Directions for this task
Repeat precisely the span of lines below that opens with the line containing "goggles shown in this photograph." and closes with the line containing "Expected: a single pin indicated on each instance of the gloved", both included.

(Extracted data Opens)

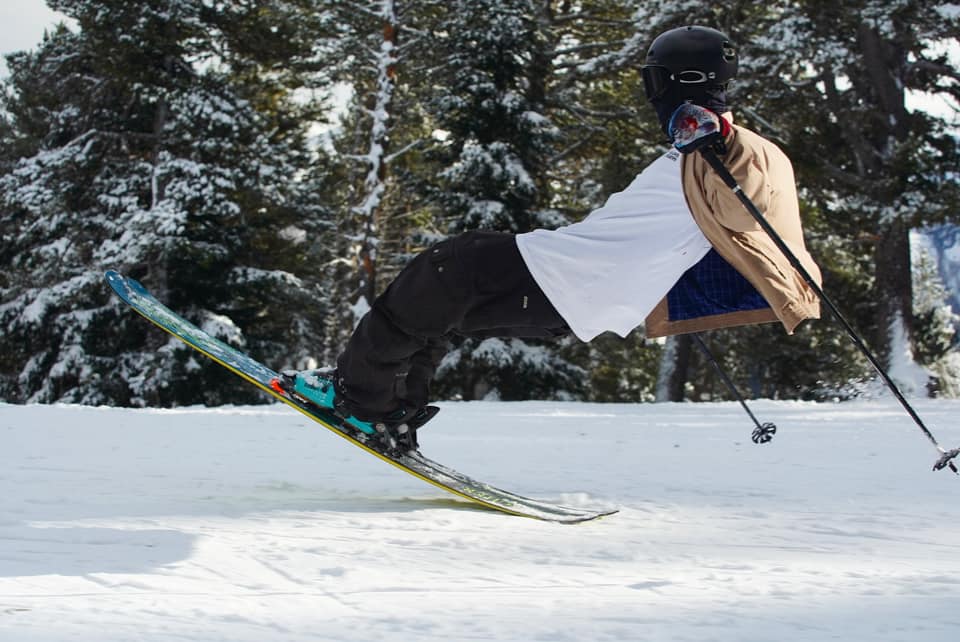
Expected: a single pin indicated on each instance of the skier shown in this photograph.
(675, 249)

(Extracted data Closes)
(Extracted data Opens)

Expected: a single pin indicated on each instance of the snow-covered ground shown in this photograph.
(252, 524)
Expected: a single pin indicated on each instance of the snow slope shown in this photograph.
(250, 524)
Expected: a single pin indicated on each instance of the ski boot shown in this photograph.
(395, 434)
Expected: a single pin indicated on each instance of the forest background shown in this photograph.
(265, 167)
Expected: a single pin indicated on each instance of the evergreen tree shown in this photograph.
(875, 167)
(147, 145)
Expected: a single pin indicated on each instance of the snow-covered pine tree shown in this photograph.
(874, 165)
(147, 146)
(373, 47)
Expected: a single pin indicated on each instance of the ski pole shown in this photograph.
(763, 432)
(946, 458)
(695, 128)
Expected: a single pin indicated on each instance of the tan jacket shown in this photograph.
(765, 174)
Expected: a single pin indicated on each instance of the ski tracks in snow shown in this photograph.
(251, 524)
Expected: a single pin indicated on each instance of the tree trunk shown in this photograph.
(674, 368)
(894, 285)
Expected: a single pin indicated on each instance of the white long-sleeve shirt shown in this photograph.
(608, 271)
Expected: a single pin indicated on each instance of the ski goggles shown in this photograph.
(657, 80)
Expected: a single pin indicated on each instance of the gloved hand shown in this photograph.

(Extracted data Closes)
(Extracted data Opens)

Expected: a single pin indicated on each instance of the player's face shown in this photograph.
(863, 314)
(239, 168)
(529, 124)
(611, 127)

(Extracted data Closes)

Problem solution
Expected: a single pin indicated on each instance of the ski goggles shown in this photograph.
(657, 80)
Expected: a single pin indicated on each instance of the gloved hand shown in this photograph.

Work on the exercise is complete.